- EXCERPT TO READ:
************

N.Y. Times makes bombshell admission about masks and COVID

As the Biden administration appeals a judge's decision to strike down the mask mandate for federal transportation, the New York Times is informing its readers that masking has not stopped the spread of COVID-19.

But DOJ appealing ruling that struck down airline mandate

Art Moore
WND News Center

As the Biden administration appeals a judge’s decision to strike down the mask mandate for federal transportation, the New York Times is informing its readers that masking has not stopped the spread of COVID-19.

The Times’ David Leonhardt reports the data show that in U.S. cities “where mask use has been more common, Covid has spread at a similar rate as in mask-resistant cities.”

“Mask mandates in schools also seem to have done little to reduce the spread,” he writes. “Hong Kong, despite almost universal mask-wearing, recently endured one of the world’s worst Covid outbreaks.”

The Department of Justice, meanwhile, has appealed the decision by federal Judge Kathryn Kimball Mizelle on April 18 to strike down the mask mandate on planes and trains. She argued that the Centers for Disease Control failed to justify the mandate, and she ruled that the CDC exceeded its authority when it issued the mandate in February 2021 without public comment. The DOJ contends Mizelle did not show how the CDC acted outside of its authority. The government insists its findings on masking in early 2021 provided “ample support” that the mandate was necessary.

However, there has been no presentation of data showing any increase in infections from air travel since the mandate was lifted more than one month ago, and airliners have never been shown to be a vector for the spread of COVID-19.

In a Senate hearing last fall, American Airlines CEO Doug Parker and Southwest CEO Gary Kelly argued that airliners provide an indoor environment as sanitized as a hospital operating room. The planes, they pointed out, are equipped with high-grade HEPA filters and regularly exchange cabin air with fresh air from outside.

WND reported earlier this week a study comparing data between counties in Kansas found that those that mandated masks for COVID-19 had a higher rate of death than those that did not.

COVID-19 data collected by the New York Times shows that the mandates had no impact on case rates. The Manhattan Institute’s City Journal published a graph based on that data comparing the cases in the 11 states that never mandated masks with the 39 that did.

************

Saved entries
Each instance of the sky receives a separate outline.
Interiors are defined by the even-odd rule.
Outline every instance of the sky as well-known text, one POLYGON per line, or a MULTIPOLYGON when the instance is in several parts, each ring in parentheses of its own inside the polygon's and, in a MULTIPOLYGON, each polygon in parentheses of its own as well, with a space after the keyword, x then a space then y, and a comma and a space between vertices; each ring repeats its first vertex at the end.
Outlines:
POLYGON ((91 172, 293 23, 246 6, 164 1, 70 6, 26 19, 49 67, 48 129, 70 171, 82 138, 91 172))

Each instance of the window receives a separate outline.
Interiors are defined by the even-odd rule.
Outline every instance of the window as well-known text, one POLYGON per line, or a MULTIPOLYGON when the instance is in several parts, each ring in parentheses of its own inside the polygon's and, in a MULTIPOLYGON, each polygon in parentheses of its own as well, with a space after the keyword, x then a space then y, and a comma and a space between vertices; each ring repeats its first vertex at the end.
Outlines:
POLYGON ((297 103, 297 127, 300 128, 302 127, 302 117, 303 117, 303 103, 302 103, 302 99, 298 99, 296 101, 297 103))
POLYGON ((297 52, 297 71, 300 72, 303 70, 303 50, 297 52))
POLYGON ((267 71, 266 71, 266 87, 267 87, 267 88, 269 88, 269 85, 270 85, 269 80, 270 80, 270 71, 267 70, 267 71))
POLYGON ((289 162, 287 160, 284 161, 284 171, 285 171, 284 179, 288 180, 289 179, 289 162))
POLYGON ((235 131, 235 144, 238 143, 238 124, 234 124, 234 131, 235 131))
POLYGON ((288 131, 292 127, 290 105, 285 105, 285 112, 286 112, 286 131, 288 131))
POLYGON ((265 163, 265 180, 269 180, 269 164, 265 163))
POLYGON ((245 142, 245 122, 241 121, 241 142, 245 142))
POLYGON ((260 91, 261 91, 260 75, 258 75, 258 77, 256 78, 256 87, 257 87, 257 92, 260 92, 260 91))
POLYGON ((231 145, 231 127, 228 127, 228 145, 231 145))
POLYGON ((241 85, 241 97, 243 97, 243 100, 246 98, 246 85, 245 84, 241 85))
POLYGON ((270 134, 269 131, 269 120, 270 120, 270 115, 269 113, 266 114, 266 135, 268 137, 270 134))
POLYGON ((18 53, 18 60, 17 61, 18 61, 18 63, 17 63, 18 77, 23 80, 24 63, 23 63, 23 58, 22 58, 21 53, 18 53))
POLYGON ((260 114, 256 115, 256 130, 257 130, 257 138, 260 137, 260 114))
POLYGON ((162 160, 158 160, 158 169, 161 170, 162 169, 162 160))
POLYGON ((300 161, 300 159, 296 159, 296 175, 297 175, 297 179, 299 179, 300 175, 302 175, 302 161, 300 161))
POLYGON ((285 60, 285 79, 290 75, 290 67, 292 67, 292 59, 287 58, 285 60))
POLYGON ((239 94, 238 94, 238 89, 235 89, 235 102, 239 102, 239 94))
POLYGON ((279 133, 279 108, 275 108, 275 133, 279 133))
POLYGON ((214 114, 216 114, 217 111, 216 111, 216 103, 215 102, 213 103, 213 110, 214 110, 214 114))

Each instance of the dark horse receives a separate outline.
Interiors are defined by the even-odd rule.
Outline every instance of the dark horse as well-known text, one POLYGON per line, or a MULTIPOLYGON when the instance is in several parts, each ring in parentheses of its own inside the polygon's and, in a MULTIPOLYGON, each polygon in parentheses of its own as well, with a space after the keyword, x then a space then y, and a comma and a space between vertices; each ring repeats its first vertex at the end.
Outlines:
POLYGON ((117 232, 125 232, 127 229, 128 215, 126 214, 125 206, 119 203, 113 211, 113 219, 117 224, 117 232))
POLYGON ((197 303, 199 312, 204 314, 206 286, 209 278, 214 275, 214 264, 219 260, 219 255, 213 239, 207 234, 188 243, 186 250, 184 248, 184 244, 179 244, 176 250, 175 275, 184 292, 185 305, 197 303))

************

- TASKS TO PERFORM:
1 > Answer these questions using the article on masks and COVID:
(a) On what date did Judge Kathryn Kimball Mizelle strike down the mask mandate on planes and trains?
(b) Which two airline CEOs spoke at the Senate hearing last fall, and which airline did each lead?
(c) In the graph published by City Journal, how many states never mandated masks?
2 > Restate the part of the article on masks and COVID from "The Department of" up to and including "for the spread of COVID-19.", word for word.

- RESULTS OF THE EXERCISE:
1 >
(a) April 18
(b) Doug Parker of American Airlines and Gary Kelly of Southwest
(c) 11

2 >
The Department of Justice, meanwhile, has appealed the decision by federal Judge Kathryn Kimball Mizelle on April 18 to strike down the mask mandate on planes and trains. She argued that the Centers for Disease Control failed to justify the mandate, and she ruled that the CDC exceeded its authority when it issued the mandate in February 2021 without public comment. The DOJ contends Mizelle did not show how the CDC acted outside of its authority. The government insists its findings on masking in early 2021 provided “ample support” that the mandate was necessary.

However, there has been no presentation of data showing any increase in infections from air travel since the mandate was lifted more than one month ago, and airliners have never been shown to be a vector for the spread of COVID-19.